▶ [PROBLEM]: Go through the material below and return each line with the string "team" in it.

▶ [DATA IN THIS EXERCISE]:
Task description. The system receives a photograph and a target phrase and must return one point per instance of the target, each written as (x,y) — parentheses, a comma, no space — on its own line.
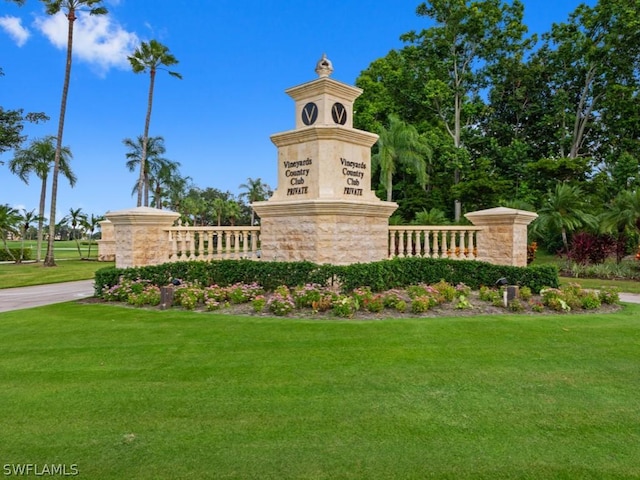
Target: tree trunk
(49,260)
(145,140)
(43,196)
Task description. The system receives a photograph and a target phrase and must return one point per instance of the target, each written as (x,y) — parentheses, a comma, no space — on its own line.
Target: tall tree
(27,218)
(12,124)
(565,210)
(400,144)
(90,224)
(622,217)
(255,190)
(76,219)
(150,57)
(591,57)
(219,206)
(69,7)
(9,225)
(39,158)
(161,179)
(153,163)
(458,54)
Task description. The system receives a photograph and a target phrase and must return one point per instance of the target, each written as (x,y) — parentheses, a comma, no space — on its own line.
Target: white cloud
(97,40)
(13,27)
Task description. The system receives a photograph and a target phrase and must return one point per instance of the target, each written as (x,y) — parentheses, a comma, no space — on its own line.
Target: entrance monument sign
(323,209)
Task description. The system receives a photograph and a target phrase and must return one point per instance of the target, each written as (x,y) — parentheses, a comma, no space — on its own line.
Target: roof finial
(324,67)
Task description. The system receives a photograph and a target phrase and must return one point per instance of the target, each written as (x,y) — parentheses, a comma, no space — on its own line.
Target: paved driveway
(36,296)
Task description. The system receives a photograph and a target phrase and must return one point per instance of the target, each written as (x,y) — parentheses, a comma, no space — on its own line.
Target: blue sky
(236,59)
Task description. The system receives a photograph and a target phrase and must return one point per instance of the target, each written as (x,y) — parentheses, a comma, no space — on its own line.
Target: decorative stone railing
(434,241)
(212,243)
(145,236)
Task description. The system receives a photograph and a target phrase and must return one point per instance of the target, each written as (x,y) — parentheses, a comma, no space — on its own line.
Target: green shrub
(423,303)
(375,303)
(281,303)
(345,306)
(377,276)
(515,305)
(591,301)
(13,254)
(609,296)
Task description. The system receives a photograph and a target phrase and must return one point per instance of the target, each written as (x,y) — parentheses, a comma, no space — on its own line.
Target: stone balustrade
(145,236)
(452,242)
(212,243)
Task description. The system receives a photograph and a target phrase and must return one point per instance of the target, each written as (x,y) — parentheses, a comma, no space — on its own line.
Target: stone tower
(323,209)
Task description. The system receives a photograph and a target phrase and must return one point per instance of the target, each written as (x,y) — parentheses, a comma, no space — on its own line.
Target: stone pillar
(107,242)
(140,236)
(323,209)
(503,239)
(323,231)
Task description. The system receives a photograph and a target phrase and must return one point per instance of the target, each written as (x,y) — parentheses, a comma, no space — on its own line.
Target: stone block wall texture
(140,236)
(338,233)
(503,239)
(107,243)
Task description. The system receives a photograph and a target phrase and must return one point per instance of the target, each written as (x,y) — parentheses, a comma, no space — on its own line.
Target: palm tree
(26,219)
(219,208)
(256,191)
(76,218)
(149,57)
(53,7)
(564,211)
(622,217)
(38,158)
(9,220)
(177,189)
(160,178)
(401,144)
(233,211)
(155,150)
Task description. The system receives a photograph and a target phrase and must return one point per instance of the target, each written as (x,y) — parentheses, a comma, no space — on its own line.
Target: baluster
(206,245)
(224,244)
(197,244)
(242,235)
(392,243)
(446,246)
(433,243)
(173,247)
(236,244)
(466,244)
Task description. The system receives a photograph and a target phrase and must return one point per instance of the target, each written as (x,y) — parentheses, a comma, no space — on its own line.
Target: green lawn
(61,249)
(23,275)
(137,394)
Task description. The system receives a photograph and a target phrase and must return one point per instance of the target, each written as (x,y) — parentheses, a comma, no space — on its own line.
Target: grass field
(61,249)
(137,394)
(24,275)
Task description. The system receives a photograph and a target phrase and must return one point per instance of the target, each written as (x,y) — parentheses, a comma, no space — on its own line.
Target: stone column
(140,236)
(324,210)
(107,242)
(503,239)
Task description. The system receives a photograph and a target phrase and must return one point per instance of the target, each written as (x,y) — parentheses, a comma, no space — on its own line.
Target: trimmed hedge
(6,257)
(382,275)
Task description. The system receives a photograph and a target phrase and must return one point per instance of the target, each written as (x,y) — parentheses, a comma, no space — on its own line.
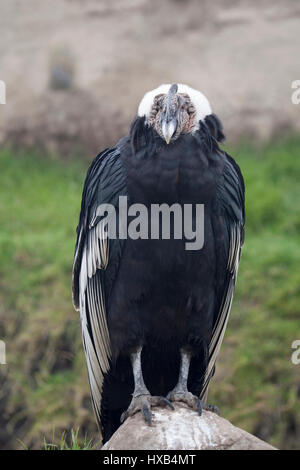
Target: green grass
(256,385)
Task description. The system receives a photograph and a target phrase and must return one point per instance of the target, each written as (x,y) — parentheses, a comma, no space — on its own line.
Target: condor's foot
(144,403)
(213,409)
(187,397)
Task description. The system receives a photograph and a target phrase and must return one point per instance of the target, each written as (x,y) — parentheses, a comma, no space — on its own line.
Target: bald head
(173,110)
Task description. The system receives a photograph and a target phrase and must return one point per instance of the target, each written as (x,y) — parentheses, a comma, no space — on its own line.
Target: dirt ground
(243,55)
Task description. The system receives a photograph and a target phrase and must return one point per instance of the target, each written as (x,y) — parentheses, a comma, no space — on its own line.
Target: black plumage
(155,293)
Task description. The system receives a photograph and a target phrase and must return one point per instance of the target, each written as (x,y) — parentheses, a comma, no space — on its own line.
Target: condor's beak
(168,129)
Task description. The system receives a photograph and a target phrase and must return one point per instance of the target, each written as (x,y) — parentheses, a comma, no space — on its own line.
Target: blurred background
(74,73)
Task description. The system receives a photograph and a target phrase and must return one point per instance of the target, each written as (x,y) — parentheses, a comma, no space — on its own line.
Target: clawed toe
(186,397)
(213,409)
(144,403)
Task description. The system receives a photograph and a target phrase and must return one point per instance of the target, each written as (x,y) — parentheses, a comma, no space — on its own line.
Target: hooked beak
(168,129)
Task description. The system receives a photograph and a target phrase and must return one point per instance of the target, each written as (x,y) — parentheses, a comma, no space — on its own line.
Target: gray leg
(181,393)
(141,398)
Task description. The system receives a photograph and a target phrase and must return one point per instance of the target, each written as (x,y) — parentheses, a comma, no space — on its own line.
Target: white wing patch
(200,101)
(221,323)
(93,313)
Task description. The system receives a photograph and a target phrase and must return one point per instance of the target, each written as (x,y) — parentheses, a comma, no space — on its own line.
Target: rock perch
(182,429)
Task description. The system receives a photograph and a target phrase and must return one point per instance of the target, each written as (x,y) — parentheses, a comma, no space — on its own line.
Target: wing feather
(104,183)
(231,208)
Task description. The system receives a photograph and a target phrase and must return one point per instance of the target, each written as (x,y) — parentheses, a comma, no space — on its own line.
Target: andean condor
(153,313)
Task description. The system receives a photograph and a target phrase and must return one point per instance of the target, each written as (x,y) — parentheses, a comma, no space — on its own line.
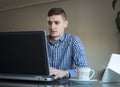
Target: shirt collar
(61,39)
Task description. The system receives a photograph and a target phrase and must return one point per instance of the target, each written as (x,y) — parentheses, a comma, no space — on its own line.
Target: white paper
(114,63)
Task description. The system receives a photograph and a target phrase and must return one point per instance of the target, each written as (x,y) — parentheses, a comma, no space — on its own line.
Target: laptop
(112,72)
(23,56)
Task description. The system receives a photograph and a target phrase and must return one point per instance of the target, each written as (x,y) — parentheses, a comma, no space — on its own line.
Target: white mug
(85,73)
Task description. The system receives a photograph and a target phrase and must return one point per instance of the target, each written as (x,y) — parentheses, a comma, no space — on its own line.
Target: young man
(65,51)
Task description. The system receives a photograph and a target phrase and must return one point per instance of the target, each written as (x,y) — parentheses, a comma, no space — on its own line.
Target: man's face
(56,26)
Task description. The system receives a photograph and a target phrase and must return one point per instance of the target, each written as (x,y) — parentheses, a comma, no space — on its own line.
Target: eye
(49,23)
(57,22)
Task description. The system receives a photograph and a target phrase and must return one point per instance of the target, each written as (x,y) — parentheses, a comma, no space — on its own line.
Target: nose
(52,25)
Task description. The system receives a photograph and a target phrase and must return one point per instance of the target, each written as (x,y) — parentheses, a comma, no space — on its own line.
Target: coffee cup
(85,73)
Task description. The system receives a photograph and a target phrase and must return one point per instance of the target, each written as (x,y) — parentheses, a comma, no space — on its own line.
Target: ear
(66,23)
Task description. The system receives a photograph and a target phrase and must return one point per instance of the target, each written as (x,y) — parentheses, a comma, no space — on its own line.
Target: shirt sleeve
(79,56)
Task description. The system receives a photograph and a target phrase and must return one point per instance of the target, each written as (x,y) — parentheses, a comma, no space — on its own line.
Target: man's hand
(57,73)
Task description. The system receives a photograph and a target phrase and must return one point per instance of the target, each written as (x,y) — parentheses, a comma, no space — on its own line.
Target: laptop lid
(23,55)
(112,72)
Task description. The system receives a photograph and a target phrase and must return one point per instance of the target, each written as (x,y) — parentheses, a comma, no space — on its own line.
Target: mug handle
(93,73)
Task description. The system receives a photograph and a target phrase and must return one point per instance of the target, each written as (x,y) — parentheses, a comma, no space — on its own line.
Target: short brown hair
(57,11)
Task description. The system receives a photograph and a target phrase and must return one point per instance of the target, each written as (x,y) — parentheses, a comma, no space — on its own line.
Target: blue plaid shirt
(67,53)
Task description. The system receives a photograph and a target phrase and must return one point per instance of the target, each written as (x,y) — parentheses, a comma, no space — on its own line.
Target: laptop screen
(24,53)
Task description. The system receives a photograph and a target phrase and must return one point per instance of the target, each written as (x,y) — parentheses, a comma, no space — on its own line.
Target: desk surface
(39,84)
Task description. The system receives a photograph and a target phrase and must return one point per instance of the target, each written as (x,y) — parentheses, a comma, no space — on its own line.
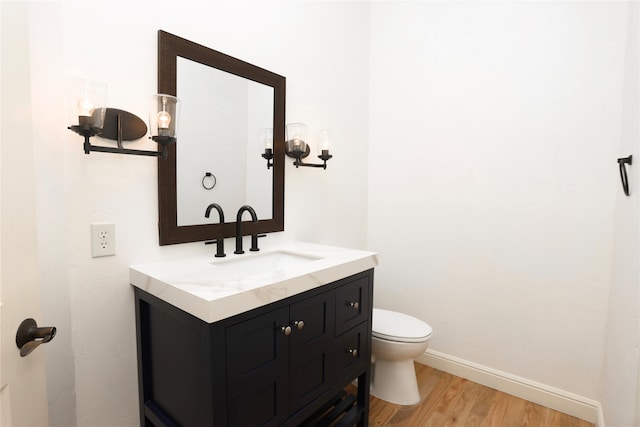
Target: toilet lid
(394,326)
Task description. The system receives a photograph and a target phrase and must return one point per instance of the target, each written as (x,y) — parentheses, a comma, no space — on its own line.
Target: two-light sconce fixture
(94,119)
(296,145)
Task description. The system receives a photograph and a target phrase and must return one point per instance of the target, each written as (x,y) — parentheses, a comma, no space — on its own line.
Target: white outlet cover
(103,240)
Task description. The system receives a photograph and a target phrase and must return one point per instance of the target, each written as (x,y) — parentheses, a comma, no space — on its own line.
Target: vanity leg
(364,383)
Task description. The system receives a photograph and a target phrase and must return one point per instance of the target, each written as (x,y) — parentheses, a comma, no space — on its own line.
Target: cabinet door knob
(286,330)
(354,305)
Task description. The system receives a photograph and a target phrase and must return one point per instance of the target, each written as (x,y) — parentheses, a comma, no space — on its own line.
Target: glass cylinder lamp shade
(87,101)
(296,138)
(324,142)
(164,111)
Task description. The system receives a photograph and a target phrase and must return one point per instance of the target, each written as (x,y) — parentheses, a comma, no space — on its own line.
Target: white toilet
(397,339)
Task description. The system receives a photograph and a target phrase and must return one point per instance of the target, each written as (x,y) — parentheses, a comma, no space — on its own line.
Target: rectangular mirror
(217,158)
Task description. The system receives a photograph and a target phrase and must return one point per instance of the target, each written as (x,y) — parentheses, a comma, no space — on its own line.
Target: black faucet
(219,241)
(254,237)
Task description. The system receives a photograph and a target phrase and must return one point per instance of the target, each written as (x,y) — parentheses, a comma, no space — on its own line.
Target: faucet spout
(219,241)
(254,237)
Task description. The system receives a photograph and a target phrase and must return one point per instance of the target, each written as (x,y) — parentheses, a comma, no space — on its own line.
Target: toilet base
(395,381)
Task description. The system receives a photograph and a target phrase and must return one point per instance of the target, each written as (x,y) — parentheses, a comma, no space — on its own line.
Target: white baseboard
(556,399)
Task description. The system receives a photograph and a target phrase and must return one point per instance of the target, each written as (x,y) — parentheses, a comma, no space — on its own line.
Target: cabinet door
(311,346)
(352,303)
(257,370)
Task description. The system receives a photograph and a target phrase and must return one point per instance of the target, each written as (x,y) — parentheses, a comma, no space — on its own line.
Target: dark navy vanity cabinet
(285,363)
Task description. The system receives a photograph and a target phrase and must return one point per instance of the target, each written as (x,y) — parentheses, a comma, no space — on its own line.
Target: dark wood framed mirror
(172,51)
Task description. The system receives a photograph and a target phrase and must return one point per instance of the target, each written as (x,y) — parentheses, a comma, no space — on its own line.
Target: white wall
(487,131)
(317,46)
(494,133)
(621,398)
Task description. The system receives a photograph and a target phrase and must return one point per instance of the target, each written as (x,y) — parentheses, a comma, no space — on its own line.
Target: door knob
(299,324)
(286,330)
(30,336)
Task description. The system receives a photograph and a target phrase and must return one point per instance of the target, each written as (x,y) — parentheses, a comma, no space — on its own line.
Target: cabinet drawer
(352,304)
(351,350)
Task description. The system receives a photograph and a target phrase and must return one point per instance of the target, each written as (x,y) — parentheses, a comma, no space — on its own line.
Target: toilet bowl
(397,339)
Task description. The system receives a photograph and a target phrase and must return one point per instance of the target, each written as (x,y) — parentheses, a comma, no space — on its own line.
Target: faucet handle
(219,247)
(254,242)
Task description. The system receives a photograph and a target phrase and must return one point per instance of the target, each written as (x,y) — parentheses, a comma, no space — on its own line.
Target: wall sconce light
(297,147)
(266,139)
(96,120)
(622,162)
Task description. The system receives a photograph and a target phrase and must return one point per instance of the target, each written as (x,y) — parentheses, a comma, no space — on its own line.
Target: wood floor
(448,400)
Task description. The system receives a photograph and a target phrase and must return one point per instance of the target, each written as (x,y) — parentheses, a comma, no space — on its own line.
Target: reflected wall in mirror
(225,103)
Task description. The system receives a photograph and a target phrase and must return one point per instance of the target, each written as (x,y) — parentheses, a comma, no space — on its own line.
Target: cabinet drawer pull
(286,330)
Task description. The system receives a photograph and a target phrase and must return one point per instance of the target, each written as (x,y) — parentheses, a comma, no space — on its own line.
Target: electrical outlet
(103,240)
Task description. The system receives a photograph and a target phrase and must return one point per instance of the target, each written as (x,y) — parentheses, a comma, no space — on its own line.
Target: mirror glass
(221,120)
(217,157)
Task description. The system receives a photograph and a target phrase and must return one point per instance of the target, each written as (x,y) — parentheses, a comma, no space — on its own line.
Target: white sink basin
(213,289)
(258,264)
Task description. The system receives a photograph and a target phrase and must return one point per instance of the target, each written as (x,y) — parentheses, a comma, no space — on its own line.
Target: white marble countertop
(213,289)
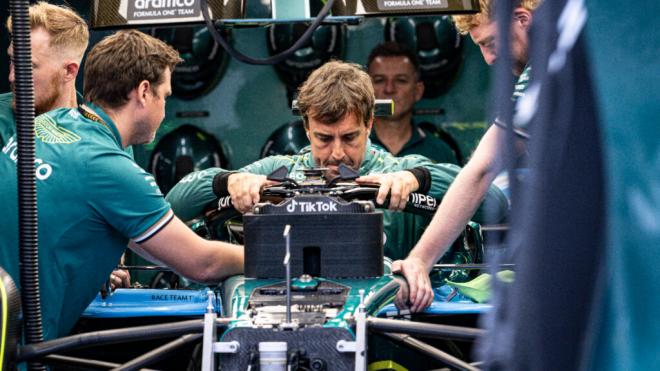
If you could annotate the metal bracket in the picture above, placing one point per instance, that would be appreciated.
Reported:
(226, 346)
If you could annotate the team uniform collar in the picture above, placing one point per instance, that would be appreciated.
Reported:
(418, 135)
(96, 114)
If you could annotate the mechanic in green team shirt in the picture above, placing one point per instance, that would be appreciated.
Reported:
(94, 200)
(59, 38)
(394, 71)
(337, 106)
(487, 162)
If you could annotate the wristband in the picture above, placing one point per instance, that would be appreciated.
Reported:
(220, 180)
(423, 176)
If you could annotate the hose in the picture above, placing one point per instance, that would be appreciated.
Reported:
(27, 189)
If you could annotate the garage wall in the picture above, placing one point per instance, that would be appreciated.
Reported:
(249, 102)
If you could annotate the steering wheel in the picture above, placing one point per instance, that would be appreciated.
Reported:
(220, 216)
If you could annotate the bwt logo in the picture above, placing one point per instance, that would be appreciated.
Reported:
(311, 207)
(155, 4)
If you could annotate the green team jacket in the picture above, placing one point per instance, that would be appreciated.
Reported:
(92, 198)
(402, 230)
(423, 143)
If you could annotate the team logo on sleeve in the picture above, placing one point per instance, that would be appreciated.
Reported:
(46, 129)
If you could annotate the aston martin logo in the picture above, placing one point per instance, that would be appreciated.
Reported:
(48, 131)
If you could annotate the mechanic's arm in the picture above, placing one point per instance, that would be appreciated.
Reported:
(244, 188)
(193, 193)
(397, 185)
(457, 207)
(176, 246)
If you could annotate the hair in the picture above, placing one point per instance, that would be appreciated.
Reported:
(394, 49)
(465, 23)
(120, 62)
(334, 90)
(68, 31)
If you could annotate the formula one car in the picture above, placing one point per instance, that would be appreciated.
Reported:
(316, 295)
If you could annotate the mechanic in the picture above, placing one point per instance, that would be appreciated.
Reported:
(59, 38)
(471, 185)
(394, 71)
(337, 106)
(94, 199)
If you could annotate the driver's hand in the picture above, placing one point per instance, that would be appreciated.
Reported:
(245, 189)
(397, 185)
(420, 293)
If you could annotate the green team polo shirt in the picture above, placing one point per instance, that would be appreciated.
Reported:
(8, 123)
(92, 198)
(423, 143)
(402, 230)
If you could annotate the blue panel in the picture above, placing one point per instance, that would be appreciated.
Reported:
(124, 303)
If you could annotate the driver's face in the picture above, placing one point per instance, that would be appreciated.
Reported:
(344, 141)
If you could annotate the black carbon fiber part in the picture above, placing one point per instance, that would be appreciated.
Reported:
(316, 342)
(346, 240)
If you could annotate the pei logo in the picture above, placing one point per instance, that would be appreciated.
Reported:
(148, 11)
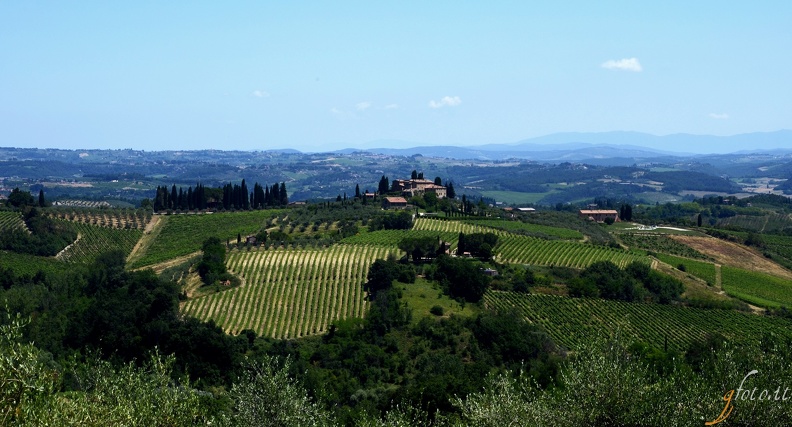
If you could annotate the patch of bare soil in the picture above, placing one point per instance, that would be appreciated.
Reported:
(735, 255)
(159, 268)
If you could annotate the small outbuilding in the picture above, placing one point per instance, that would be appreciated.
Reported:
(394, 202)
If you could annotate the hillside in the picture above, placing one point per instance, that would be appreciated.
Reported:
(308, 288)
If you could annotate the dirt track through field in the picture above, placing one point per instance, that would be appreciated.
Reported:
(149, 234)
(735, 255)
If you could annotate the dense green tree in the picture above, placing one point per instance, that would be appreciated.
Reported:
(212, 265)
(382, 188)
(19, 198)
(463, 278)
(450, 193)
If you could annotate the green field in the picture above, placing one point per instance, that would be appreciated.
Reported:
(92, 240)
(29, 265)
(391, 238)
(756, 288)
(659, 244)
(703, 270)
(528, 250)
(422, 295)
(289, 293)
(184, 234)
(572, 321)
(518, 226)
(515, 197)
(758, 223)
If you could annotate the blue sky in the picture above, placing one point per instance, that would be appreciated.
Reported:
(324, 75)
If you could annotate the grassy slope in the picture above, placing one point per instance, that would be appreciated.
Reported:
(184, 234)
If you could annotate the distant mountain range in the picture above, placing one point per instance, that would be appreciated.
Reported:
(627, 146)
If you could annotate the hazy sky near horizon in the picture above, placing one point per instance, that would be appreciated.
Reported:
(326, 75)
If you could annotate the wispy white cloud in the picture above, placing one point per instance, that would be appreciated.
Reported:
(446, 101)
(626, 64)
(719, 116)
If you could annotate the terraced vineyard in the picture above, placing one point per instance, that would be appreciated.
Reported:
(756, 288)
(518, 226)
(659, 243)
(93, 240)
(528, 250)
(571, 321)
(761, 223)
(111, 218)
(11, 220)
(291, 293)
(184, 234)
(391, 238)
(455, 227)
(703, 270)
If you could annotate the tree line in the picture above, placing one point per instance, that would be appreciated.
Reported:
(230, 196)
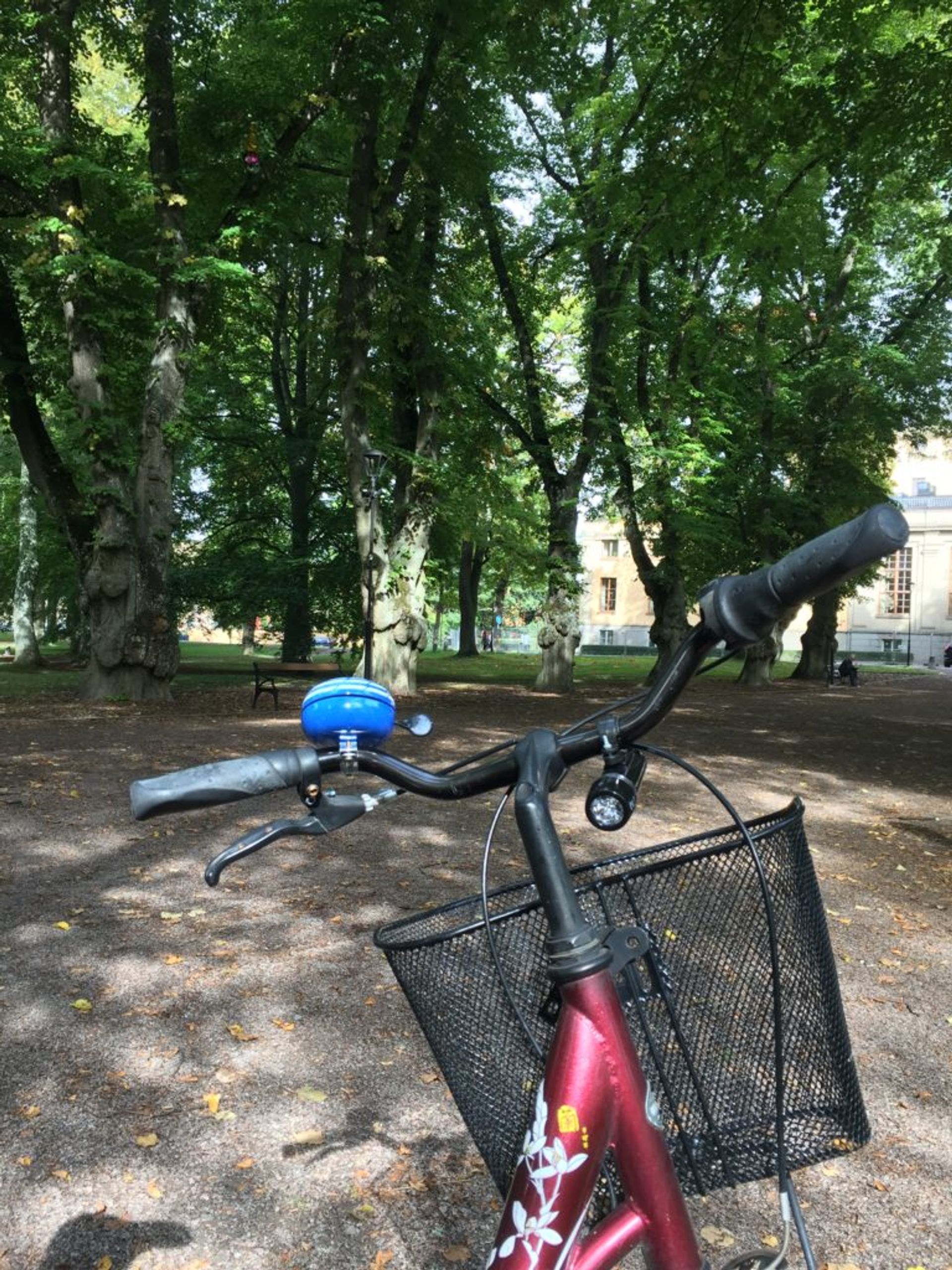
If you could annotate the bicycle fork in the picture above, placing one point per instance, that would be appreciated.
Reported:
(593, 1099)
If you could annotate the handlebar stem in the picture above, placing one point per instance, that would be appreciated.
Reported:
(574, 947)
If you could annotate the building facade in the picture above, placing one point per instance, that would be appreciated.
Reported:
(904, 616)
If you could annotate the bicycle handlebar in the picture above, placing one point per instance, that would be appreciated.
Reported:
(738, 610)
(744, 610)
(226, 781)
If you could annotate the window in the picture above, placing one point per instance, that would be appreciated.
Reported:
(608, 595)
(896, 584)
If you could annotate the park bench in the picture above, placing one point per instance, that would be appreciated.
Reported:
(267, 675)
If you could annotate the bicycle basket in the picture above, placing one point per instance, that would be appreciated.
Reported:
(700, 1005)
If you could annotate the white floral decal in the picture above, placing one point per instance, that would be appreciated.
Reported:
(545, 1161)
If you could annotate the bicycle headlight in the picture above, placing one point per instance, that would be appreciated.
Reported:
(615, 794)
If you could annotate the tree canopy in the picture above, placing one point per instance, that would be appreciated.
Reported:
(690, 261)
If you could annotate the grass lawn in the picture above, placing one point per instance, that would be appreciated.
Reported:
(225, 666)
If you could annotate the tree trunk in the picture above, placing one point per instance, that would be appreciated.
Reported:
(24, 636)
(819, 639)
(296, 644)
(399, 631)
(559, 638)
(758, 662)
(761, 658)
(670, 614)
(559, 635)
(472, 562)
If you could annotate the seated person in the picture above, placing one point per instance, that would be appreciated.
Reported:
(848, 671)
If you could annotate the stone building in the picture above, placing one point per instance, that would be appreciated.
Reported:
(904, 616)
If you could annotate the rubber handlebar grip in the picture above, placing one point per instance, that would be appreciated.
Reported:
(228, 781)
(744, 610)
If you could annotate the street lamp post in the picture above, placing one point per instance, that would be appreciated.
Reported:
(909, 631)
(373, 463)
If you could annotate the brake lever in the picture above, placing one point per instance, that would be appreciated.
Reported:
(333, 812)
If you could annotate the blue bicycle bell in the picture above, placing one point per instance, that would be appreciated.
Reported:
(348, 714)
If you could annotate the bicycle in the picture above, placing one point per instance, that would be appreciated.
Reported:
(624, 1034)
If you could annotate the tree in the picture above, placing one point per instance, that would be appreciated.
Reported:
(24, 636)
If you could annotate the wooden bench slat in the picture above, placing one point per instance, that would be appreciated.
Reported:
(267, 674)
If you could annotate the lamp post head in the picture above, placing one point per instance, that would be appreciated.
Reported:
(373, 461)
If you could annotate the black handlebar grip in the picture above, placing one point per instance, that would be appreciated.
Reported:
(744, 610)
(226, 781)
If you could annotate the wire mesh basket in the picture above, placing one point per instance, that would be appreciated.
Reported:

▶ [ANSWER TO THIS TASK]:
If you could annotate the team uniform collar in the picture above, placing one point per instance, that would be appreciated.
If you could annotate the mechanic in green team shirt in the picture above, placing one point per instance, that would be appreciated.
If you could annotate the green team jacket in the picture above, placing one point per instance, that would be appreciated.
If you could annotate the team logo on sleeve in the picture above, placing one point per instance, that would be appreciated.
If you could annotate the green team polo shirt in the picture above, placing one point per instance, that would be appreciated.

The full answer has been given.